### What to work on
Rewrite the records from the line containing "Where can you see the dresser top" through the end of the records, swapping "chair" for "stool" and leaving everything else unchanged.

### Extracted data
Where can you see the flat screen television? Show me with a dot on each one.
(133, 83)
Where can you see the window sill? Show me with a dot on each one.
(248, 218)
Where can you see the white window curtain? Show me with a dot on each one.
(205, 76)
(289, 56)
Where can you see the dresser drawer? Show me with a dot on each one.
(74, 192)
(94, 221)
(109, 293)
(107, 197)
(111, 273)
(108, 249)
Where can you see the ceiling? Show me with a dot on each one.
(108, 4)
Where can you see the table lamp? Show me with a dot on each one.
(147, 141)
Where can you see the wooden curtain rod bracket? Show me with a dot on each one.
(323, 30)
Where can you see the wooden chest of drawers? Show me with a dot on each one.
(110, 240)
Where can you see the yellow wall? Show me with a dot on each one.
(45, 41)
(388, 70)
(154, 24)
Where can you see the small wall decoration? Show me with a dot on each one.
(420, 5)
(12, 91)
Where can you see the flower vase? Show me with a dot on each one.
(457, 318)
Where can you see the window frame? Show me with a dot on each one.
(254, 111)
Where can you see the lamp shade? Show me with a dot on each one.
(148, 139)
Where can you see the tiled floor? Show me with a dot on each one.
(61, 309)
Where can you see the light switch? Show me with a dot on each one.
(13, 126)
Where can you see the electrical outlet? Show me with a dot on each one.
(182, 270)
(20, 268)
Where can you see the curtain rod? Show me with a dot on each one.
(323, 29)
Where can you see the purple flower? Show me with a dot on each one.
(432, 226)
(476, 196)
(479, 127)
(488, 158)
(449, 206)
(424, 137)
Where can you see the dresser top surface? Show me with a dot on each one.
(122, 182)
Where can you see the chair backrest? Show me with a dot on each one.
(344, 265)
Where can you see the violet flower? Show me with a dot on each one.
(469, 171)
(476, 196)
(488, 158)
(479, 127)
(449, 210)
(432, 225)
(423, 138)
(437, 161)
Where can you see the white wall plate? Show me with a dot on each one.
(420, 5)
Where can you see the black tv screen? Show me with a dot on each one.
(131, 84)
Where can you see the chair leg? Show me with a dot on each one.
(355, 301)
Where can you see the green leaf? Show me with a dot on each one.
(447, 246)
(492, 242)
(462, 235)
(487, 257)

### Result
Where can you see the dresser top surface? Show me with a dot on each one.
(122, 182)
Where can you see the stool backrest? Show me with a dot on each one.
(344, 265)
Where can you see the violet flower? Show me with a dot on each one.
(469, 171)
(476, 196)
(488, 158)
(479, 127)
(449, 210)
(432, 225)
(423, 138)
(437, 161)
Where can you see the white wall plate? Show me with a dot on each one.
(420, 5)
Where can you see the black tv screen? Show me with a dot on each one.
(131, 84)
Where can you see the stool leg? Show me with a dot on each one.
(355, 301)
Where can you see the green leaf? Show me with a dot on each one.
(447, 246)
(492, 242)
(462, 235)
(487, 257)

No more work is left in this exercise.